Alıntı

---+---

Siyasi tarih mezarlığı kendini yenilmez sanan liderlerle, rejimlerle dolu. Nice nice kudretinden sual olunmaz liderler, aktörler, rejimler aynı kaçınılmaz sonu yaşadı. Hepsi de siyasal rejimlerinin ilelebet süreceğinden emindi. Ancak öyle olmadı, olamazdı. Hepsinin bir siyasi raf ömrü vardı, aksi durum eşyanın doğasına aykırıydı. Güç zehirlenmesi bir bumerang gibi sahiplerine dönebiliyor.
∗∗∗
Siyasal İslamcılar kaybetti. Tıpkı tüm Ortadoğu ve Kuzey Afrika genelinde olduğu gibi. Kaybetme emareleri çok önceden görülmeye başlansa da sancılı geçen yerel seçimler bunun somut teyidi oldu.
Bu zafer tek adam rejiminin bağnaz, otoriter, baskıcı yönetimine karşı on yıllardır direnen kadınların, gençlerin, emekçilerin, doğasına ve yaşam alanlarına sahip çıkanların, laik-seküler-ilerici güçlerin. Yani bir bütün olarak toplumsal muhalefetin.
Parça parça, kent kent, mahalle mahalle ilmek ilmek örülen direnç sayesinde siyasal İslamcı rejim geriletildi. Ülkenin toplumsal, siyasal yaşamına, tarihsel birikimine, ilerici kazanımlarına saldırılara yanıt sandıkta verilmiş oldu.
REJİMİN KALELERİ ÇÖKERKEN
Rejimin devasa propaganda makinelerine, baskı aygıtlarına, devlet/iktidar gücüne rağmen alınan bu sonuçlar köklü kırılmaların habercisi. Rejimin sarsılmaz sanılan kalelerinin çökmesi, iktidar hattında çözülüşü hızlandıracak manivela işlevi görecektir.
Sonuçlar, bundan yirmi iki yıl önce ekonomik krizin etkisi, emperyalist-küresel güçlerin yol vermesiyle işbaşına gelen Siyasal İslamcıların sonunun başlangıcı demek. Ancak her şey bitmiş değil. Bu daha başlangıç.
HİÇ KİMSE YENİLMEZ DEĞİL
Sandık sonuçları otoriter popülist rejimlerin de yenilebileceğini göstermesi açısından önemli. Yereldeki başarıların bu tarz rejimleri nasıl da yerinden ettiğine yakın siyasi tarih tanık.
Yerel siyaset üzerinden ulusal sonuçlar üreten sandık zaferi, bir dalga kıran işlevi görecektir. Bu kazanım uzun vadede siyasetin yeni bir formu için de gereken alanı açtı. 2028 başkanlık seçimi için uzun erimli sonuçlar türetecek.

---+---

Toplanan Veriler
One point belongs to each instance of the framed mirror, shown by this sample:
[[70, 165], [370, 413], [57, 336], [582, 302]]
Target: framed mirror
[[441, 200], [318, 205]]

---+---

Görev
Yerel seçimlerle ilgili yazıdan "REJİMİN KALELERİ ÇÖKERKEN" ile başlayıp "manivela işlevi görecektir." ile biten bölümü aynen aktarın.

Çözüm
REJİMİN KALELERİ ÇÖKERKEN
Rejimin devasa propaganda makinelerine, baskı aygıtlarına, devlet/iktidar gücüne rağmen alınan bu sonuçlar köklü kırılmaların habercisi. Rejimin sarsılmaz sanılan kalelerinin çökmesi, iktidar hattında çözülüşü hızlandıracak manivela işlevi görecektir.